* Information provided:
— Start —
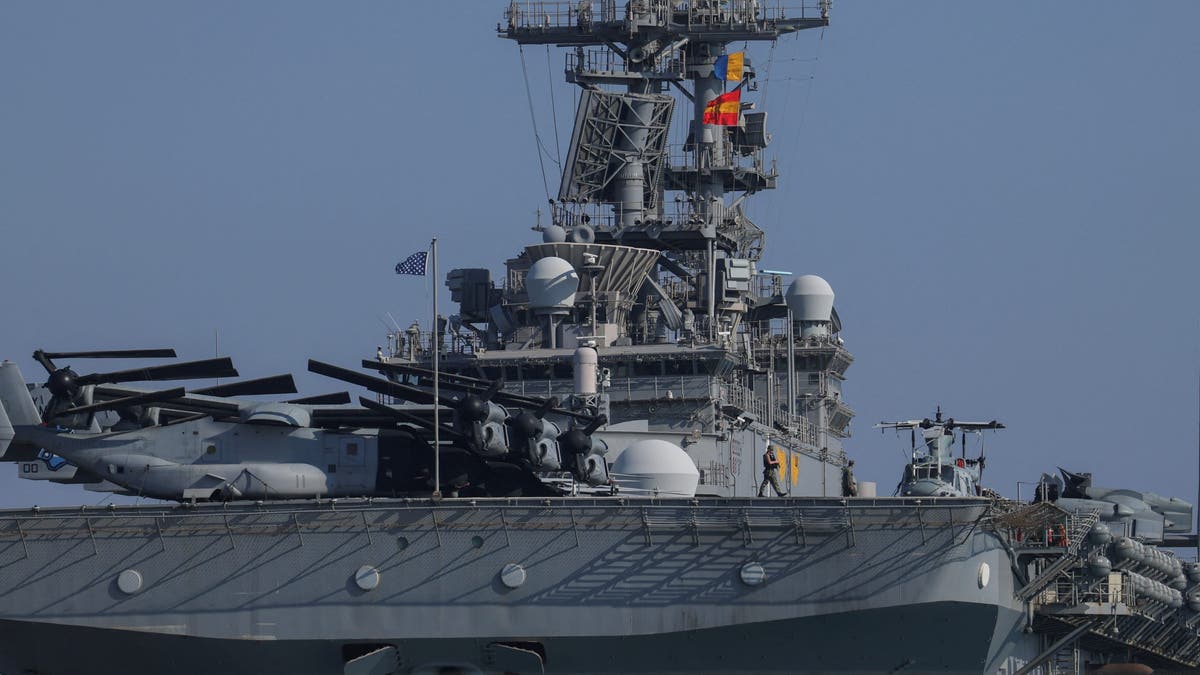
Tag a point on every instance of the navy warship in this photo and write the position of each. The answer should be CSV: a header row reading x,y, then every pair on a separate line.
— End —
— Start —
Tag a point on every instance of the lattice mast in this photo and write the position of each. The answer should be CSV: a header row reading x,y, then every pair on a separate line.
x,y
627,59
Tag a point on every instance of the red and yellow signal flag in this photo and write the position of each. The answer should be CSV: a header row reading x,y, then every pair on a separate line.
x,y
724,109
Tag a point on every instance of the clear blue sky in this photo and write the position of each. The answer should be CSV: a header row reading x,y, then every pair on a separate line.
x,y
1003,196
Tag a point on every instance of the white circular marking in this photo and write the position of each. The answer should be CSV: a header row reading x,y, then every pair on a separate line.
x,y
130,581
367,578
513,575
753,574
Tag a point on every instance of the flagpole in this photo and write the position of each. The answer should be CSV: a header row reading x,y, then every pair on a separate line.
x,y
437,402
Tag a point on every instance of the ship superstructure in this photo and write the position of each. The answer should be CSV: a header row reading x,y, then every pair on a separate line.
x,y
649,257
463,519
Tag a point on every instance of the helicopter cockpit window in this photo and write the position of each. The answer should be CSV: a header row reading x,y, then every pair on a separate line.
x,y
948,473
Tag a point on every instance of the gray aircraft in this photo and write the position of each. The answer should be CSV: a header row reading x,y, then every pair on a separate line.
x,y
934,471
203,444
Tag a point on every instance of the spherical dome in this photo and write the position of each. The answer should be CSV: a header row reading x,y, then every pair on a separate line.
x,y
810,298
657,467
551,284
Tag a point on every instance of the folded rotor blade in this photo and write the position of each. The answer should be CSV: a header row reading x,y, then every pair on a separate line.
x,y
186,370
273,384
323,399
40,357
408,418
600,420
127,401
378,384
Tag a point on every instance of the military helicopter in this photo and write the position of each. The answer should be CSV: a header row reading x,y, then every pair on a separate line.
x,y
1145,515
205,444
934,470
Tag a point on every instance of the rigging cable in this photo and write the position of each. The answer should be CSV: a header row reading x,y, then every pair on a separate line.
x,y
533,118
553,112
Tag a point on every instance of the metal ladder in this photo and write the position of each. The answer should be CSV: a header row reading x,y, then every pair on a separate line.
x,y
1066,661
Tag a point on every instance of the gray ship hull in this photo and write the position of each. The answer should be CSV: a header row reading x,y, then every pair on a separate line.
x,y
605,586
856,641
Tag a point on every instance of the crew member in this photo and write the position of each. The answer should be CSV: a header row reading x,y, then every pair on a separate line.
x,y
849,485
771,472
— End —
— Start —
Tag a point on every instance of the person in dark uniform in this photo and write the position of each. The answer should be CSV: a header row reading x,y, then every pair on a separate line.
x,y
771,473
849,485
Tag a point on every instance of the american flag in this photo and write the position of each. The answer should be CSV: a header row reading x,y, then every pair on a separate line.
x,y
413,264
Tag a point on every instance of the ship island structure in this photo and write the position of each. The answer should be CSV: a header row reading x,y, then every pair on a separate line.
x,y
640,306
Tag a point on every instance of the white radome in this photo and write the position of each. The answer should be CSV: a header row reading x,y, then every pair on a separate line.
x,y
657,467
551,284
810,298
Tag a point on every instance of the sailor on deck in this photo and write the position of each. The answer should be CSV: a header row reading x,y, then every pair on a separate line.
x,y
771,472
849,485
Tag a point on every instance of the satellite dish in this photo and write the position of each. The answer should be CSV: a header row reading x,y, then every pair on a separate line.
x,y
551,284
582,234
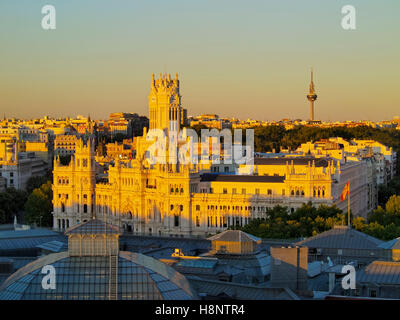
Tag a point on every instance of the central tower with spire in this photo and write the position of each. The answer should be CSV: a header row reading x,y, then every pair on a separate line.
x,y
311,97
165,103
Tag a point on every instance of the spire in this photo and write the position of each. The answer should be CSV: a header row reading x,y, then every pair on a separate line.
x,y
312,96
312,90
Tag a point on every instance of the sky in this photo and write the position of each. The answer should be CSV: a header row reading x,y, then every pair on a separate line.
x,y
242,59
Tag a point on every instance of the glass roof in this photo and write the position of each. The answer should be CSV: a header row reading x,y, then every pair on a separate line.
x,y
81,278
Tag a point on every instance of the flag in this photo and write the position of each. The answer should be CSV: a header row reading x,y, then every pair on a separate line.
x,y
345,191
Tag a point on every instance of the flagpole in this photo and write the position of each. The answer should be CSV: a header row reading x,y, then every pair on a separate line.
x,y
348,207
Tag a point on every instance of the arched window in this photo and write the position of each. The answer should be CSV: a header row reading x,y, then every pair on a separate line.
— End —
* What you need to do:
Return each line of the material above that contains the string "white". Treat uppercase and lowercase letters as different.

* Written solution:
Tag a point on every instance of the white circular marking in this photo and write the position of each. The answer should be CSV: a header row reading x,y, then every pair on a separate line.
Tag a point on every instance of the white radome in this photo and write the position of each. The answer should be CSV: a header row reading x,y, then every pair on a separate line.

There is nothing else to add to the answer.